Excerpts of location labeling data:
───
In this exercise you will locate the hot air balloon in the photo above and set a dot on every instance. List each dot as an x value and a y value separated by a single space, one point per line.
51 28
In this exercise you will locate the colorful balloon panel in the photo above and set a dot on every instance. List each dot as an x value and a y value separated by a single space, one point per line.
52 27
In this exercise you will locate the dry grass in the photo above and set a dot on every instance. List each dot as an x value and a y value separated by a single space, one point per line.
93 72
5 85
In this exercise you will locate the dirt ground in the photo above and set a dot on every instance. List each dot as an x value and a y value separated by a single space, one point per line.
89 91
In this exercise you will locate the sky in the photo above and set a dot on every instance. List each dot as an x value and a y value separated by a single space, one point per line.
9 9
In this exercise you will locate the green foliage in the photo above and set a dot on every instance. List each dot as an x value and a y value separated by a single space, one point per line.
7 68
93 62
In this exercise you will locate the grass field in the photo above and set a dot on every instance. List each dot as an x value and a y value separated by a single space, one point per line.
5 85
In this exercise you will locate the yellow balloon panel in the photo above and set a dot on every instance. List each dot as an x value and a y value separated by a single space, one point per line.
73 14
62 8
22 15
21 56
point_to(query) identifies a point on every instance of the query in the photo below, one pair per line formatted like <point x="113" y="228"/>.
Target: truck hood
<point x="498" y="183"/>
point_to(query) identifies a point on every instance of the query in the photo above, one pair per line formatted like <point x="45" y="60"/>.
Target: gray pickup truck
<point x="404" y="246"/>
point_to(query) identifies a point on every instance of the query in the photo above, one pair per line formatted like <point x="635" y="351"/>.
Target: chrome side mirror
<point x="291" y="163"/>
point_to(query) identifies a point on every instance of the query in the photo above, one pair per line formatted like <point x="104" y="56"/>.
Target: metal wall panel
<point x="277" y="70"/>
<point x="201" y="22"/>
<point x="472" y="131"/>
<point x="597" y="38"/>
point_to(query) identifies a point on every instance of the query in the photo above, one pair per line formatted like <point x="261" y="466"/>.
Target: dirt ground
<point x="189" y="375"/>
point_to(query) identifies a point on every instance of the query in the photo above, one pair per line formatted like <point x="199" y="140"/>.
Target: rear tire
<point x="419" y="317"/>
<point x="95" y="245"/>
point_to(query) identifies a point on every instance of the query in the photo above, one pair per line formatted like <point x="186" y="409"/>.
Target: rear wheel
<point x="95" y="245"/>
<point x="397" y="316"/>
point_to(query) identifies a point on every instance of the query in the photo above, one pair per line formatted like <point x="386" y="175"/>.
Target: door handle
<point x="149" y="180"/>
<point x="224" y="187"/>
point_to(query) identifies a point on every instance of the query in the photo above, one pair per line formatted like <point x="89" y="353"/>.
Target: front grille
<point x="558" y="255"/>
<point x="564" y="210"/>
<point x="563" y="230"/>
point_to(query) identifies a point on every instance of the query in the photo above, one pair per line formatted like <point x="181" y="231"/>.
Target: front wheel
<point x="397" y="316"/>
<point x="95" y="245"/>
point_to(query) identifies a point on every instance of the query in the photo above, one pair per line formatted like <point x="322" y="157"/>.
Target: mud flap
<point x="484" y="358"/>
───
* **PROBLEM TO WORK ON**
Every record above must be duplicated exactly.

* **ANSWER TO THIS PROBLEM**
In this exercise you will locate the hot air balloon in the photo above and set a dot on every instance. List each dot as an x value and a y value separated by a single space, one point per line.
51 28
In this exercise you will locate the colorful balloon panel in the photo above and set a dot on every instance. List each dot as an x value and a y value separated by a single space, one point per line.
52 27
In this exercise you will locate the dry grass in the photo above and set a dot on every instance. List each dot as an x value and a y value separated by a single space, one point per line.
93 72
5 85
In this exercise you will locate the dirt ground in the photo above and set a dot on every instance. List each dot as an x value and a y value separated by a single space, one point per line.
89 91
In this exercise you will locate the sky in the photo above and set a dot on every instance. List each dot as an x value and a y value separated by a single space, one point per line.
9 9
In this exercise you will locate the green foliage in the photo above and set a dot on every instance. List each dot as an x value and a y value separated by a single space, one point per line.
7 68
93 62
In this exercise you will locate the grass field in the photo above and set a dot on every instance. List each dot as an x value and a y value separated by a single space, one point per line.
5 85
In this exercise you will locate the yellow balloon panel in the photo above and set a dot on every instance. List each dot as an x value and a y value separated by a single space, one point per line.
73 14
62 8
22 15
21 56
point_to(query) identifies a point on every instance of the query in the photo below, one pair per line formatted like <point x="113" y="228"/>.
Target: truck hood
<point x="498" y="183"/>
point_to(query) identifies a point on every instance of the query in the photo above, one pair per line formatted like <point x="45" y="60"/>.
Target: gray pickup truck
<point x="404" y="246"/>
point_to(query) identifies a point on every instance of the query in the photo above, one pair per line formatted like <point x="635" y="351"/>.
Target: chrome side mirror
<point x="291" y="163"/>
point_to(query) identifies a point on every instance of the query in the photo above, one pair per line formatted like <point x="104" y="56"/>.
Target: metal wall panel
<point x="277" y="70"/>
<point x="201" y="22"/>
<point x="472" y="131"/>
<point x="597" y="38"/>
point_to(query) identifies a point on every instance of the query in the photo above, one pair per line formatted like <point x="261" y="466"/>.
Target: dirt ground
<point x="189" y="375"/>
point_to(query) identifies a point on every instance of the query in the photo above, one pair per line formatted like <point x="199" y="140"/>.
Target: rear tire
<point x="419" y="317"/>
<point x="95" y="245"/>
point_to(query) identifies a point on every instance of the query in the photo above, one pair per line formatted like <point x="186" y="409"/>.
Target: rear wheel
<point x="95" y="245"/>
<point x="397" y="316"/>
point_to(query) identifies a point on every instance of the query in the photo above, one pair per line formatted like <point x="386" y="175"/>.
Target: door handle
<point x="149" y="180"/>
<point x="224" y="187"/>
point_to(query) identifies a point on every instance of the query in the photo above, one pair per line formatted like <point x="89" y="353"/>.
Target: front grille
<point x="558" y="255"/>
<point x="564" y="210"/>
<point x="563" y="230"/>
point_to(query) identifies a point on every instance of the query in the photo above, one pair per line formatted like <point x="181" y="231"/>.
Target: front wheel
<point x="397" y="316"/>
<point x="95" y="245"/>
point_to(query) identifies a point on every instance of the query in the photo above, one pair per line formatted like <point x="322" y="157"/>.
Target: mud flap
<point x="484" y="358"/>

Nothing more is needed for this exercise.